### What is asked
Copy out the lines of the entries below verbatim, starting with the line containing "of the emblem" and ending with, and including, the line containing "Query: emblem on tail fin".
___ Input material
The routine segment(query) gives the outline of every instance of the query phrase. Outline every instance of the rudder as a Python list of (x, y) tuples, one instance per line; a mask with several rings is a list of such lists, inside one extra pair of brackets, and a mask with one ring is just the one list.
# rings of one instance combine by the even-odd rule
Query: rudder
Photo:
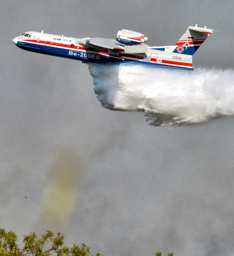
[(213, 33), (213, 29), (197, 26), (189, 27), (186, 32), (175, 45), (173, 52), (193, 55), (209, 35)]

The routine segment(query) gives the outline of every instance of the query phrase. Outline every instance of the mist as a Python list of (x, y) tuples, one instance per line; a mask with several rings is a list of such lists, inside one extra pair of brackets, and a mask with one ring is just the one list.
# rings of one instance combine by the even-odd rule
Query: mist
[(89, 64), (101, 105), (142, 111), (153, 125), (200, 123), (234, 114), (234, 70), (193, 72), (128, 64)]
[[(233, 256), (234, 2), (0, 2), (0, 227), (19, 242), (59, 229), (105, 256)], [(197, 23), (219, 32), (193, 72), (89, 70), (12, 41), (126, 28), (172, 45)]]

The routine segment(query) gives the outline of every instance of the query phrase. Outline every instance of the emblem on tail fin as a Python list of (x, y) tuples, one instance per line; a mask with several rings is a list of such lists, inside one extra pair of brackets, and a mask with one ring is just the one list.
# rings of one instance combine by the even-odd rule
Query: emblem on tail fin
[(179, 45), (176, 48), (176, 51), (178, 53), (183, 53), (184, 52), (184, 48), (182, 45)]

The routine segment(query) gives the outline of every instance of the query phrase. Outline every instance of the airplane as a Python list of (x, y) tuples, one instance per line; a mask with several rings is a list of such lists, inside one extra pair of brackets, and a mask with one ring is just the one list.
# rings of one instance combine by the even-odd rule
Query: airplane
[(192, 70), (192, 55), (215, 31), (189, 27), (175, 45), (151, 47), (142, 34), (122, 29), (116, 39), (75, 38), (28, 31), (13, 39), (20, 48), (83, 62), (125, 62)]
______
### Result for this task
The routine segment(query) gives the outline of every instance of the query phrase. Outline every instance of the emblem on tail fin as a Python list of (x, y) tuples, one instance per line; a mask with several rings is a list of such lists, inside one extra pair of brackets, and a mask with one ring is just the one list.
# rings of one instance combine by the even-odd rule
Query: emblem on tail fin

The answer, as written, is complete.